SANTA CRUZ - This time last year, UC Santa Cruz literature professor Margo Hendricks was preparing to retire after two decades on the tree-studded campus.
As her final days wound down, a black student wrote Hendricks about racist graffiti found at UCSC. Hendricks, herself black, responded in a lengthy e-mail. When the time came to hit send, she chose to share her thoughts with the entire campus.
"The fact that racism has been alive and well on the campus during my tenure at UCSC has never escaped me," she wrote. "Students, staff and faculty of African American descent (regardless of color) experience subtle and not so subtle attacks in the classroom, in evaluations, and personnel actions."
The message arrived in in-boxes while the entire UC system was responding to a series of racist incidents on campuses statewide. Most notably, students at UC San Diego held an off-campus party dubbed the "Compton Cookout" and encouraged partiers to dress as blacks. A noose was found on the UCSD campus after the party became public. At UCSC, racist graffiti including a noose image was found after the UCSD incident.
"The campus has lost sight of what, despite the whiteness of Santa Cruz and the campus general community, drew a number of faculty of African descent to the campus: the belief that political activism and intellectual inquiry are not mutually exclusive; the belief that the foundation of social, intellectual and political change emanated from the sum total of one's learning; a belief that a university was not about job training but a life-long engagement with what it means to be human," Hendricks added.
Exactly one year after Hendricks' e-mail, about 200 students, faculty and employees rallied recently in UCSC's Quarry Plaza to demand a more diverse student body and the creation of an ethnic studies department.
In the past two years, both UCSC and the UC system as a whole have started various committees and programs to help address racism and bigotry on campuses. At UCSC, two top administrators have been meeting with different student groups to hear first-hand their concerns and impressions of the climate on campus regarding diversity and tolerance.
Some students at UCSC view the creation of an ethnic studies program as a necessity to improve dialogue and understanding, while also filling what they see as a hole in the university's curriculum that should have been addressed decades ago.
"The fight for ethnic studies is really a larger movement," UCSC senior Laura Lystrup said. "This isn't just about forming a new department. It's about making the system more accessible, and creating a more democratic system on campus."
Right around the time UC Santa Cruz was set to recognize its first graduating class in 1969, UC students and others in the Third World Liberation Front at Berkeley were demanding academic programs that would focus on the histories and situations of African-Americans, Asian-Americans, Chicanos and Native Americans.
The movement led a group of UCSC students to protest at the 1969 commencement, and it sparked the creation of what would become ethnic studies departments at both UC Berkeley and UCLA.

Data rows:
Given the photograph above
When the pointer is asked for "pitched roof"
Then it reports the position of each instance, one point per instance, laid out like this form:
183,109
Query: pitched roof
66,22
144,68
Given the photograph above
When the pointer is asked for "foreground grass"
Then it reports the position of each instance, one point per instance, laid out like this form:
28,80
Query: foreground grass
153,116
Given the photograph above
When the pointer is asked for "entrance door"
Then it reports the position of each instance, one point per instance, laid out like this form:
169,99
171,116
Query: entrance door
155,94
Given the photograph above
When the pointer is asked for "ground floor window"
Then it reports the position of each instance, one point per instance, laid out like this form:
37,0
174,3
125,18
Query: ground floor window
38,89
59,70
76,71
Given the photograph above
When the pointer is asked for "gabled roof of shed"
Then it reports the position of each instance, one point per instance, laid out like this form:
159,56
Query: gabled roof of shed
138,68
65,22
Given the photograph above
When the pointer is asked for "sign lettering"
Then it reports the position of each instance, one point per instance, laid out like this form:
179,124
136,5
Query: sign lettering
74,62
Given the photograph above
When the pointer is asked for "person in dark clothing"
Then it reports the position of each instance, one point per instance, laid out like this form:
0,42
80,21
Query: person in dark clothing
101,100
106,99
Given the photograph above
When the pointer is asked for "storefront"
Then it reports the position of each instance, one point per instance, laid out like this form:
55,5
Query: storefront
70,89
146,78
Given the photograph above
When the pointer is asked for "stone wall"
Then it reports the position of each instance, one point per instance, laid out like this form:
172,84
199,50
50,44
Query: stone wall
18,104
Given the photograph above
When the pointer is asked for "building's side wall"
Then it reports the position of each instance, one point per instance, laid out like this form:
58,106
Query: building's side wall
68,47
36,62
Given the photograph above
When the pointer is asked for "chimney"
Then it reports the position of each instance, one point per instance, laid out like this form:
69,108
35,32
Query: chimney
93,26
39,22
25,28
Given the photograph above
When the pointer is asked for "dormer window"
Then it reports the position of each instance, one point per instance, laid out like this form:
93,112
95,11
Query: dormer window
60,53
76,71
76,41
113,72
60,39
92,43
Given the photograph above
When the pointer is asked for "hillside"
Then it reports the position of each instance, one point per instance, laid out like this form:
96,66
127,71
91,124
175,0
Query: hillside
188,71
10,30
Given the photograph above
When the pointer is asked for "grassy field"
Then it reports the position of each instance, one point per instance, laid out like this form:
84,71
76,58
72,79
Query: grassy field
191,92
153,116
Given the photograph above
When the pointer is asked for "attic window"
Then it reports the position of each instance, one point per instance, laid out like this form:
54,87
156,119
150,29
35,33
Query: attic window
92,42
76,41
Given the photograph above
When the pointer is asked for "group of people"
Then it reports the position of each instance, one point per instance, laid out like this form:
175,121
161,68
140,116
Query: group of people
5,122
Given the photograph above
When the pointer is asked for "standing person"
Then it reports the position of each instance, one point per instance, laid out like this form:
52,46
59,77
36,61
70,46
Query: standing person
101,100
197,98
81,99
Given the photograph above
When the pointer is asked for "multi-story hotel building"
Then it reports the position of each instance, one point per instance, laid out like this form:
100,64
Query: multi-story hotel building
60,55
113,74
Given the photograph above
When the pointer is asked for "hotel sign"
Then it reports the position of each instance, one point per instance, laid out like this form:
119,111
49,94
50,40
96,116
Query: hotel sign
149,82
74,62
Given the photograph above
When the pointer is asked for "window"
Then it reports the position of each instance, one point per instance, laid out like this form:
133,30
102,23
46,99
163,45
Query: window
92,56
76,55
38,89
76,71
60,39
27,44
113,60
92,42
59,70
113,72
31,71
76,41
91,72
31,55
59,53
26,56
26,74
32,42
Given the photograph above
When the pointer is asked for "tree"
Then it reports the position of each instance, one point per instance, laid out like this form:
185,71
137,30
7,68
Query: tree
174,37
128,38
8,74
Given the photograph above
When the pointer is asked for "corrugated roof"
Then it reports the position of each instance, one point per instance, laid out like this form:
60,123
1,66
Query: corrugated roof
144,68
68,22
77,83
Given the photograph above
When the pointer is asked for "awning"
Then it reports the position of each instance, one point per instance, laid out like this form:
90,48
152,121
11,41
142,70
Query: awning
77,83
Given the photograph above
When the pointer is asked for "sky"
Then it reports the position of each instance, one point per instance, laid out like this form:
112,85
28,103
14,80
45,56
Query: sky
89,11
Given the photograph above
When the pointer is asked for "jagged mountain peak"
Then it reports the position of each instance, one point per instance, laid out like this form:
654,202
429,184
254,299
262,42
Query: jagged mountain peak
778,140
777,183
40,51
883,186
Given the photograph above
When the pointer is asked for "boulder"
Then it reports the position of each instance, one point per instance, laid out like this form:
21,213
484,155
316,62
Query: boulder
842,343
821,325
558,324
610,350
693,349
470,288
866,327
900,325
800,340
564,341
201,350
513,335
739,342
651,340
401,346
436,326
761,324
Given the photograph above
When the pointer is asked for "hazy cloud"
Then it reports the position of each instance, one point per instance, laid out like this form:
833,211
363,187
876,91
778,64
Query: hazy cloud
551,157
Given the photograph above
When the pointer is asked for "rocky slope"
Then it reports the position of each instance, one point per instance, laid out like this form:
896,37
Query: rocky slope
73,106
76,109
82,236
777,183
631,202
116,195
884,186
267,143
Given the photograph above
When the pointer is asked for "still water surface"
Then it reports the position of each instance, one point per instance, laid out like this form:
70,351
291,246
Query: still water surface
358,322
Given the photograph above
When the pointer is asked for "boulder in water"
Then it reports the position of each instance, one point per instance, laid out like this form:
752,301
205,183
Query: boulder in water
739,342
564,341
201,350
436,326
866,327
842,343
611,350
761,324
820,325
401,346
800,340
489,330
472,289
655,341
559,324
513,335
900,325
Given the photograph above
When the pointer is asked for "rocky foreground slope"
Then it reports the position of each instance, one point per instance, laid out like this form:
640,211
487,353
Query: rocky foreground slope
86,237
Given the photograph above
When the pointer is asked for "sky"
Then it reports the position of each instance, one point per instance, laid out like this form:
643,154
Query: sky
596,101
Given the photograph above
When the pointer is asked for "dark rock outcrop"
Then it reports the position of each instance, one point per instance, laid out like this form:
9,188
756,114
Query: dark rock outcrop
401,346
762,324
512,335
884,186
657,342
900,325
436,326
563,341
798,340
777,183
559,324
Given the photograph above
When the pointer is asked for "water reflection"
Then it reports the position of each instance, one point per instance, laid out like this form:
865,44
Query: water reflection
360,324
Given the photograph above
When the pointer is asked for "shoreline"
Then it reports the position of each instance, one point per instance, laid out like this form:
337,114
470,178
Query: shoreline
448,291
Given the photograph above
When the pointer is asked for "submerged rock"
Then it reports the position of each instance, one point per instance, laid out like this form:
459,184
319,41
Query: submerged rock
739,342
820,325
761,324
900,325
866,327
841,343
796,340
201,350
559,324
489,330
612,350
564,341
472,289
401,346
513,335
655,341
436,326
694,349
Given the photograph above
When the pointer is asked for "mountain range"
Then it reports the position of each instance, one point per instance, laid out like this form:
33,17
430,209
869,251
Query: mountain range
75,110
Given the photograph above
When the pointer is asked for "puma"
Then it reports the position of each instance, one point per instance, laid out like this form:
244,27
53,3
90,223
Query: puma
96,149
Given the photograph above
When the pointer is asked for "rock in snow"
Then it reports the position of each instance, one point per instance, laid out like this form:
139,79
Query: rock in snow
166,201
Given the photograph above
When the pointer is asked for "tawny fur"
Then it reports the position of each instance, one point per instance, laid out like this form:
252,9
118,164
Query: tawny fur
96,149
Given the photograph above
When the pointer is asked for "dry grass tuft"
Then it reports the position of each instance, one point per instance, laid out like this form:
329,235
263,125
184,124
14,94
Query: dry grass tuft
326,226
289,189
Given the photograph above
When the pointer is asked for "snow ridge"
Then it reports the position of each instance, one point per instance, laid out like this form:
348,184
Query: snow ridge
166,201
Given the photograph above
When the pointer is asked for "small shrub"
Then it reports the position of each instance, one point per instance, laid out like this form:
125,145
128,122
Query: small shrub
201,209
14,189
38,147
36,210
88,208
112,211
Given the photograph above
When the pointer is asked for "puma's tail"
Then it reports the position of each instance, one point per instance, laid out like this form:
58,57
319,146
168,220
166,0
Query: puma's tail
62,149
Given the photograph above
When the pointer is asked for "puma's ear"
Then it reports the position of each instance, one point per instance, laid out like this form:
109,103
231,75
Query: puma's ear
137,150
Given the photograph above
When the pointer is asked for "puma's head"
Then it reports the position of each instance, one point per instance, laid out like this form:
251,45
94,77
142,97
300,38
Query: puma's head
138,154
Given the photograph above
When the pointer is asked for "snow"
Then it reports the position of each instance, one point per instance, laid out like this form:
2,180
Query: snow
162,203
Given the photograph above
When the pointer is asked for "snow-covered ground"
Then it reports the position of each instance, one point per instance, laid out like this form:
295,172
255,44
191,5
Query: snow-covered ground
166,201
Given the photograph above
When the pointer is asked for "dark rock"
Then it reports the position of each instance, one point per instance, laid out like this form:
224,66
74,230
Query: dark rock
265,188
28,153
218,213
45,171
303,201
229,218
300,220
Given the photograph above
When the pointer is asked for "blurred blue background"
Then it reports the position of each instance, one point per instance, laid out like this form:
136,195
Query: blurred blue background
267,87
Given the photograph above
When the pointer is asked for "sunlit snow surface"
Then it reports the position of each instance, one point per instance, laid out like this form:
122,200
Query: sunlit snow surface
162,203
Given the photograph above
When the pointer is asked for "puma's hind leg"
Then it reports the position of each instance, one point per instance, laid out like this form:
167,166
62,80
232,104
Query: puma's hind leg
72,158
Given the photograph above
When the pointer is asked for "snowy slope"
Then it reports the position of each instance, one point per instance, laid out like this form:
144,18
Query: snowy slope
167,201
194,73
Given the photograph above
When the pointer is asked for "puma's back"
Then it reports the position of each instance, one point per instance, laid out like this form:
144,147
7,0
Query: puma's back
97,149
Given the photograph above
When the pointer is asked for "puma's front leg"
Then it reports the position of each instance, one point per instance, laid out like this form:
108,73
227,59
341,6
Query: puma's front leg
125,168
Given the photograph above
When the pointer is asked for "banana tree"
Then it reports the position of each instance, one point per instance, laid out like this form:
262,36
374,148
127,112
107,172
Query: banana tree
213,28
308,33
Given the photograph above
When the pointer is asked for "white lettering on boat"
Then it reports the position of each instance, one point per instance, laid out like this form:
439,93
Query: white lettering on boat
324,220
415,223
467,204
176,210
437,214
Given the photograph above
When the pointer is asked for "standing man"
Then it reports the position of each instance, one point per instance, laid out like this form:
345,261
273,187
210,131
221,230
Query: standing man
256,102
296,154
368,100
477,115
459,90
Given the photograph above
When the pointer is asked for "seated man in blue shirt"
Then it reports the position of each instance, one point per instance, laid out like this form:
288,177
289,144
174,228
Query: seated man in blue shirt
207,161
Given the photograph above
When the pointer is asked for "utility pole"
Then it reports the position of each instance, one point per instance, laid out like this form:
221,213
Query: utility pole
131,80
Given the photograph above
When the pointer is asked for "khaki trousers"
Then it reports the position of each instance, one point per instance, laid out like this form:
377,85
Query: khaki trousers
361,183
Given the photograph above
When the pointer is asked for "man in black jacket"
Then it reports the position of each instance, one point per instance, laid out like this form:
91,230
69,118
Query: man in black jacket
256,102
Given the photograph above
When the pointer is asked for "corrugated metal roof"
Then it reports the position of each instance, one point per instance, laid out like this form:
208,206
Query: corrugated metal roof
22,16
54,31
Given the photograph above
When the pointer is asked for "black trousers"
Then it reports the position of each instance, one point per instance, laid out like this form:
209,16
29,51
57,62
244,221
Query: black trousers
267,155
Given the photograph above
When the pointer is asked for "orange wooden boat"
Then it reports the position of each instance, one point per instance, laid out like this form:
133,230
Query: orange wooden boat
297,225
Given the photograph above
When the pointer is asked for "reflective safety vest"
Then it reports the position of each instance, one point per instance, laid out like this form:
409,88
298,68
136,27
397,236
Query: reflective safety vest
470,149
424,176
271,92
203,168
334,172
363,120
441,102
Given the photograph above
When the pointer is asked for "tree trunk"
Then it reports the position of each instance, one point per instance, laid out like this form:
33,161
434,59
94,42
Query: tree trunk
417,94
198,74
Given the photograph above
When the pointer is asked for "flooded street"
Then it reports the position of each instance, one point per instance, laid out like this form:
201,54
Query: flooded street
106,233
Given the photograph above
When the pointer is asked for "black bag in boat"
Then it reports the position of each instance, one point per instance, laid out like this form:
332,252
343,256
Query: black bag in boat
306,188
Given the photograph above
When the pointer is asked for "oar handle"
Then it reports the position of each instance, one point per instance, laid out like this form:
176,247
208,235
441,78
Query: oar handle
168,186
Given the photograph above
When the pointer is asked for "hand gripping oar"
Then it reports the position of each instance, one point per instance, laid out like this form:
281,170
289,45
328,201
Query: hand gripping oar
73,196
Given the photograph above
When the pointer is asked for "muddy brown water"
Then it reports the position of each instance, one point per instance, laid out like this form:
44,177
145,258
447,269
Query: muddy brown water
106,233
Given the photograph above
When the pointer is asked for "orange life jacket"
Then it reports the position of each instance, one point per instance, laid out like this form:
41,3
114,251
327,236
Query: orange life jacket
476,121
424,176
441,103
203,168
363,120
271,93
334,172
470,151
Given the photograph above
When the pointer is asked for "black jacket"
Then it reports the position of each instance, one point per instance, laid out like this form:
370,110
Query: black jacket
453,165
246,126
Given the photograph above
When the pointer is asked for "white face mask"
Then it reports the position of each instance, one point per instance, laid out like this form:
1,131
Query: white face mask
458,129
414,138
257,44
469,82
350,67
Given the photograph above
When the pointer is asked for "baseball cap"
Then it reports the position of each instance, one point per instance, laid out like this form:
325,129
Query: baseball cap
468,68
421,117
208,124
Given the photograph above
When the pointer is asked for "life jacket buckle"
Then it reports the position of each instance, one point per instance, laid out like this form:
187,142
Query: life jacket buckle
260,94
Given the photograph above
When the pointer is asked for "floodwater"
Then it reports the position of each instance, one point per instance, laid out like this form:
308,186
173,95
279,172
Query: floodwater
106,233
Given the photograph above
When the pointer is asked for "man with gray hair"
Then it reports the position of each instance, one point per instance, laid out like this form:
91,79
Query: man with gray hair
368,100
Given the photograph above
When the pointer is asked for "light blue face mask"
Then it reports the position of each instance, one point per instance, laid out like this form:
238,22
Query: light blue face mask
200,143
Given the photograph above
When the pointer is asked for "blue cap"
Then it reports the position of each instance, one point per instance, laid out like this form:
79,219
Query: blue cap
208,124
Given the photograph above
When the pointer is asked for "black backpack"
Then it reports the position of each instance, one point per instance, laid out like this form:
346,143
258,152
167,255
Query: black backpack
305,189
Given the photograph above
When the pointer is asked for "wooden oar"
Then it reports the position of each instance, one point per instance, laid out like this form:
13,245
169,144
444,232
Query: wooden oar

Short task A:
In the UC Santa Cruz article, copy the stretch from "SANTA CRUZ - This" through "the tree-studded campus.".
Short task B:
Answer these questions using the UC Santa Cruz article:
(i) How long had Margo Hendricks been on the campus when she was preparing to retire?
(ii) About how many students, faculty and employees rallied in Quarry Plaza?
(iii) At which year's commencement did a group of UCSC students protest?

Exercise output A:
SANTA CRUZ - This time last year, UC Santa Cruz literature professor Margo Hendricks was preparing to retire after two decades on the tree-studded campus.

Exercise output B:
(i) Two decades.
(ii) About 200.
(iii) 1969.